• **WHAT NEEDS TO BE DONE**: Continue the forum post about the Airflow sla_miss_callback problem from the point at which it ends.

• **ARTICLE**:
Airflow sla_miss_callback function not triggering

I have been trying to get a slack message callback to trigger on SLA misses. I've noticed that:
SLA misses get registered successfully in the Airflow web UI at
slamiss/list/
on_failure_callback works successfully
However, the sla_miss_callback function itself will never get triggered.
What I've tried:
Different combinations adding sla and sla_miss_callback at the
default_args level, the DAG level, and the task level
Checking logs on our scheduler and workers for SLA related messages (see also here), but we haven't seen anything
The slack message callback function works if called from any other
basic task or function
default_args = {
"owner": "airflow",
"depends_on_past": False,
'start_date': airflow.utils.dates.days_ago(n=0,minute=1),
'on_failure_callback': send_task_failed_msg_to_slack,
'sla': timedelta(minutes=1),
"retries": 0,
"pool": 'canary',
'priority_weight': 1
}
dag = airflow.DAG(
dag_id='sla_test',
default_args=default_args,
sla_miss_callback=send_sla_miss_message_to_slack,
schedule_interval='*/5 * * * *',
catchup=False,
max_active_runs=1,
dagrun_timeout=timedelta(minutes=5)
)
def sleep():
""" Sleep for 2 minutes """
time.sleep(90)

• **DATA EXCERPT**:
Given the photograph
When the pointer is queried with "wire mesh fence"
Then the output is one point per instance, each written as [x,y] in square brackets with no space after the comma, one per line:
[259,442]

• **ANSWER FOR THE TASK**:
LOGGER.info("Slept for 2 minutes")
def simple_print(**context):
""" Prints a message """
print("Hello World!")
sleep = PythonOperator(
task_id="sleep",
python_callable=sleep,
dag=dag
)
simple_task = PythonOperator(
task_id="simple_task",
python_callable=simple_print,
provide_context=True,
dag=dag
)
sleep >> simple_task
I was in similar situation once.
On investigating the scheduler log, I found the following error:
[2020-07-08 09:14:32,781] {scheduler_job.py:534} INFO - --------------> ABOUT TO CALL SLA MISS CALL BACK
[2020-07-08 09:14:32,781] {scheduler_job.py:541} ERROR - Could not call sla_miss_callback for DAG
sla_miss_alert() takes 1 positional arguments but 5 were given
The problem is that your sla_miss_callback function is expecting only 1 argument, but actually this should be like:
def sla_miss_alert(dag, task_list, blocking_task_list, slas, blocking_tis):
"""Function that alerts me that dag_id missed sla"""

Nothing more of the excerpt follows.